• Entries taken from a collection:
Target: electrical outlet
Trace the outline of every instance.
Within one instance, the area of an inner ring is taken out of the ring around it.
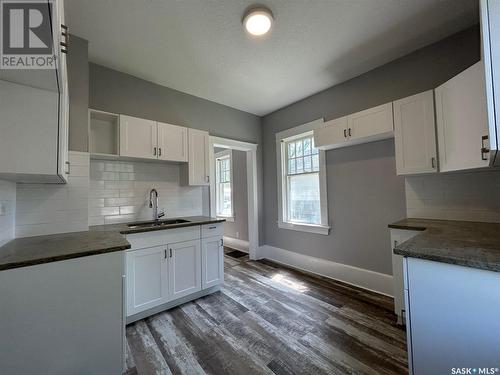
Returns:
[[[7,215],[7,203],[0,202],[0,216]]]
[[[236,232],[236,238],[240,238],[240,232]]]

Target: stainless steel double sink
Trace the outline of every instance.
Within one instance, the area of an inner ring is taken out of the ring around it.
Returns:
[[[127,226],[130,229],[136,228],[153,228],[153,227],[168,227],[169,225],[189,223],[189,220],[184,219],[170,219],[170,220],[151,220],[141,221],[138,223],[130,223]]]

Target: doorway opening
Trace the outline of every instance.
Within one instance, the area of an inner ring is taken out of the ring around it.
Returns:
[[[224,242],[257,259],[257,145],[210,137],[210,215],[226,219]]]

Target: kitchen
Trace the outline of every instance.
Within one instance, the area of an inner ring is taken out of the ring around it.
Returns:
[[[2,373],[500,366],[496,1],[41,3],[59,65],[0,70]]]

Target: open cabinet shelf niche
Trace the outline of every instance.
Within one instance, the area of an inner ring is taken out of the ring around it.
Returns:
[[[93,156],[119,156],[119,115],[89,110],[89,151]]]

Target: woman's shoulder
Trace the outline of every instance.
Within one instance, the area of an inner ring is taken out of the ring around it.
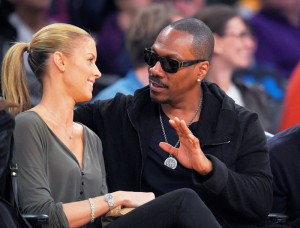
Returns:
[[[83,127],[84,141],[95,149],[102,148],[102,141],[99,136],[84,124],[78,124],[81,124]]]
[[[15,118],[16,128],[32,126],[34,128],[45,125],[43,119],[34,111],[26,111],[18,114]]]
[[[37,114],[34,111],[26,111],[26,112],[21,112],[16,116],[16,120],[18,121],[24,121],[24,120],[38,120],[41,117],[39,114]]]

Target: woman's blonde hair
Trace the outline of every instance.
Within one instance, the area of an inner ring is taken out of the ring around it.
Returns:
[[[48,25],[32,37],[30,43],[15,43],[6,53],[2,64],[2,93],[6,101],[18,104],[10,108],[13,115],[31,108],[24,66],[24,52],[28,52],[31,70],[42,83],[47,71],[49,56],[55,51],[69,55],[76,47],[75,42],[82,37],[91,37],[85,30],[70,24]]]
[[[17,107],[16,104],[7,102],[0,97],[0,111],[11,108],[11,107]]]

• TASK DETAILS: Exactly reproduce the lines above, starting at the one that contains "Target: woman's shoulder" and ending at the one that contains "Target: woman's blonde hair", both inclusive; leave the pictures out and add no other lines.

• RESPONSE TO THIS TASK:
Target: woman's shoulder
Trace the outline of every instance.
Within one instance, the area of an inner ring is taken out of the ring around it.
Returns:
[[[83,127],[84,141],[95,149],[102,148],[102,141],[99,136],[84,124],[78,124],[81,124]]]
[[[15,118],[16,128],[32,126],[34,128],[45,125],[43,119],[34,111],[26,111],[18,114]]]
[[[37,114],[34,111],[26,111],[26,112],[21,112],[16,116],[16,120],[18,121],[24,121],[24,120],[38,120],[41,117],[39,114]]]

Target: woman's blonde hair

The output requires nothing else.